Document excerpt:
== == ==

Lockless Parallel Order Book

A high-performance, lock-free order book system built from scratch in C++20, designed to investigate whether lockless architectures can outperform traditional mutex-based designs in latency-sensitive financial applications.

Demo

Full GTest suite passing under Normal, ASan, and TSan builds on a 32-thread remote server:

Abstract

Order books underpin all modern markets, matching buy and sell orders to complete transactions. To facilitate high-frequency trading, squeezing maximum performance from these books is critical. Traditional parallel order books rely on mutex locks to protect shared data, but waiting destroys efficiency. This project explores whether a parallel order book built entirely around lock-free data structures can outperform an architecturally identical locking implementation. The lockless design centers on a lock-free deque based on Sundell and Tsigas (2008), extended with hazard pointers, per-thread memory pools, and a lock-free publish ring. Currently in final benchmarking across six contention scenarios on a 32-thread university server.

Architecture

The system follows a producer-consumer pattern where a host thread publishes orders into a lock-free ring buffer, and a configurable pool of worker threads pull and process them.

  Producer Thread(s)                    Worker Threads (1–32)
       |                                       |
  submitOrder()  ───>  Publish Ring  ───>  processOrder()
  cancelOrder()     (lock-free CAS          /       \
                     ring buffer)     matchOrder()  insertOrder()
                                          |              |
                                     PriceTable     PriceTable
                                   (lock-free        (lock-free
                                    hash table)       hash table)
                                          |              |
                                     PriceLevel     PriceLevel
                                   (lock-free        (lock-free
                                      deque)           deque)

== == ==

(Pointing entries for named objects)
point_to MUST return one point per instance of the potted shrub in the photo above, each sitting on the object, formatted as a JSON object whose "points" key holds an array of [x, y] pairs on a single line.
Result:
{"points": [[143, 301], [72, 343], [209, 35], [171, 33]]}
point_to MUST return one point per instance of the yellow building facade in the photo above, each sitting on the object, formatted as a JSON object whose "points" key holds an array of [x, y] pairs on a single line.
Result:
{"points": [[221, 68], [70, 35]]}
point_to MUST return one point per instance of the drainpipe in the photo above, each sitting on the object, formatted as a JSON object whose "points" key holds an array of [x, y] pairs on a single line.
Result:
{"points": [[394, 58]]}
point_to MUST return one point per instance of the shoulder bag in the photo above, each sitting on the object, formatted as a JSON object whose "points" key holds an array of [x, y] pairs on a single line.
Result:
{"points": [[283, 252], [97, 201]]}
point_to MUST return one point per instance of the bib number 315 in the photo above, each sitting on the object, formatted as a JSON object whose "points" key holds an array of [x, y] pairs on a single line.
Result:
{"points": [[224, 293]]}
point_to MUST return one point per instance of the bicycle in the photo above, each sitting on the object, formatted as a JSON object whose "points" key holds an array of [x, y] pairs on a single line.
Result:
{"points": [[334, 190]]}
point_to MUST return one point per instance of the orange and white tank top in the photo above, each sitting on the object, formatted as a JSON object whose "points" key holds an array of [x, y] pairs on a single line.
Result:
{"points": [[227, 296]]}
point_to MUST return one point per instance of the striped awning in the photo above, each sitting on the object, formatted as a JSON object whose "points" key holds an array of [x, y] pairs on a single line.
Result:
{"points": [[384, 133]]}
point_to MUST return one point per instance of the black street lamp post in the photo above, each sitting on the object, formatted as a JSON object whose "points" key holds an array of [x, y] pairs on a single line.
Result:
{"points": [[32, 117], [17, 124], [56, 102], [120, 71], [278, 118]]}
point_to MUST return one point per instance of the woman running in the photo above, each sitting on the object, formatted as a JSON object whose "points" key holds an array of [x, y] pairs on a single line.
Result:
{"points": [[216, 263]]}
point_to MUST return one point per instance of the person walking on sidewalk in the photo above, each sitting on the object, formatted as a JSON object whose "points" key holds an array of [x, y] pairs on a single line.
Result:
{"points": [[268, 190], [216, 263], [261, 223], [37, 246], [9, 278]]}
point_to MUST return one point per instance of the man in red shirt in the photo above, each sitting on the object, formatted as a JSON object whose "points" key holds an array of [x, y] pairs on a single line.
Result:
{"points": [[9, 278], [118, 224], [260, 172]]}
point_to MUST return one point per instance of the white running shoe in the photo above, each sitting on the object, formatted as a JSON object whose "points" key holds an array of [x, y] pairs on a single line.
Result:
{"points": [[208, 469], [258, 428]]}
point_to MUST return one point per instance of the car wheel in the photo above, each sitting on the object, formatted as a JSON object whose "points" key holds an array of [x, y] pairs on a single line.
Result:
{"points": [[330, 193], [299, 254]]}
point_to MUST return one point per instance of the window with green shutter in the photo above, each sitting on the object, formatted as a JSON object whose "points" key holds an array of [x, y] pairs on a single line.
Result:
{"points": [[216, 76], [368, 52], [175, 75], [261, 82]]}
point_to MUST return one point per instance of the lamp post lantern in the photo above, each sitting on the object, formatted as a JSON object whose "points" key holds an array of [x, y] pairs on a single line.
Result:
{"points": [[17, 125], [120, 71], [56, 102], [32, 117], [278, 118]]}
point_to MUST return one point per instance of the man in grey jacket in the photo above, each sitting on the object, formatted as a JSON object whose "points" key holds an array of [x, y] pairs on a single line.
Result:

== == ==

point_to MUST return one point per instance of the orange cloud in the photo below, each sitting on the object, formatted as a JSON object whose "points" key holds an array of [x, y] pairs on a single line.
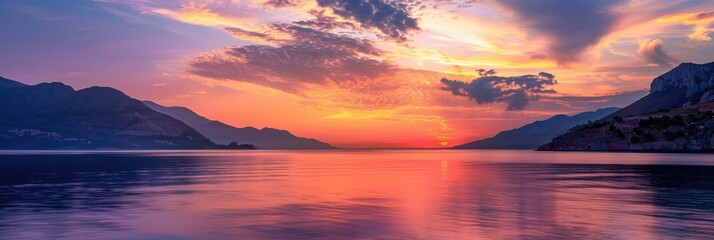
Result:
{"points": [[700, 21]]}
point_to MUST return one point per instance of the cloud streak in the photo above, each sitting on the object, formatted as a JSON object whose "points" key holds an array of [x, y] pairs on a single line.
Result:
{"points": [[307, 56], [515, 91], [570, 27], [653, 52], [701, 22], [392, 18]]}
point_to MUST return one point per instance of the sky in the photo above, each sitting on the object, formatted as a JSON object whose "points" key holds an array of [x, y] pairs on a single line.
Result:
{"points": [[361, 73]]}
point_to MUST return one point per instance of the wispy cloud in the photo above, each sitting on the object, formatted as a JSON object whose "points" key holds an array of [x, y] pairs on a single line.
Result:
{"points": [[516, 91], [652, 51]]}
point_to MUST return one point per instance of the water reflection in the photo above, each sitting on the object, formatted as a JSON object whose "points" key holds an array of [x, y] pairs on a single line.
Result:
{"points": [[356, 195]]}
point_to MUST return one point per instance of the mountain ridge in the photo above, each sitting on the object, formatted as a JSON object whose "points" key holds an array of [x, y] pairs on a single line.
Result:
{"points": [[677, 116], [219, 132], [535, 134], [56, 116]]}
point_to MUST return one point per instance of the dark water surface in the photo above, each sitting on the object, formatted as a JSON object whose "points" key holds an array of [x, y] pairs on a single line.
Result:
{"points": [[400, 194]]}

== == ==

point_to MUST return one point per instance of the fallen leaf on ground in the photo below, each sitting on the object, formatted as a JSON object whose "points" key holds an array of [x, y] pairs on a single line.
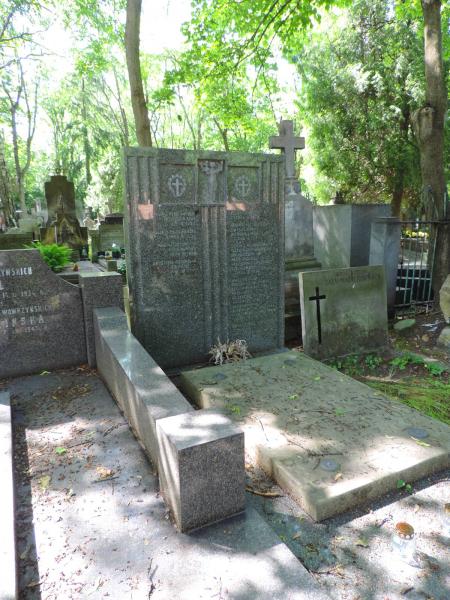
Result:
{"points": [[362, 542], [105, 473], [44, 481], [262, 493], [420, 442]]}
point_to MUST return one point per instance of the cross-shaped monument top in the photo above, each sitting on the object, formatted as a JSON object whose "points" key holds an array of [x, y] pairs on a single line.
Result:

== == ==

Jobs:
1 – Locate each line of the records that contains the word "water" and copy those lines.
2 – Extend the write-up on the lock-free order book, picking up after its final line.

Task answers:
1 –
point_to MUST return one point per instance of the water reflection in the photo above, each sitting on the object, formatted as a JSON object whose "points" key holds an array of [x, y] pairs on a single line.
point_to MUST return one point per instance of the dark water surface in the photo above, each sitting on the object, formatted as a JSON object whose "points" key holds an array of [x, y] pairs on a single line.

2 –
Core Components

Publish Ring — A lock-free circular buffer that distributes orders from producers to workers. Uses fetch_add for multi-producer sequencing and CAS-based claiming on the consumer side. Cache-line aligned counters with explicit padding prevent false sharing. Built-in backpressure causes producers to spin-yield when the ring is full, naturally absorbing volume spikes.

Price Table — A lock-free open-addressing hash table with linear probing. Workers install new price levels atomically via compare_exchange_strong. All prices are converted to integer ticks (price * 100) to avoid floating-point comparison issues. Price levels are never removed during runtime — only during shutdown.

Price-Level Deques — Each price level holds a lock-free doubly-linked deque based on the Sundell and Tsigas algorithm. Supports O(1) push, pop, and arbitrary node removal. A deque is necessary because time-based ordering is critical in an order book, and the doubly-linked structure enables O(1) cancellations via direct pointer access — without traversal.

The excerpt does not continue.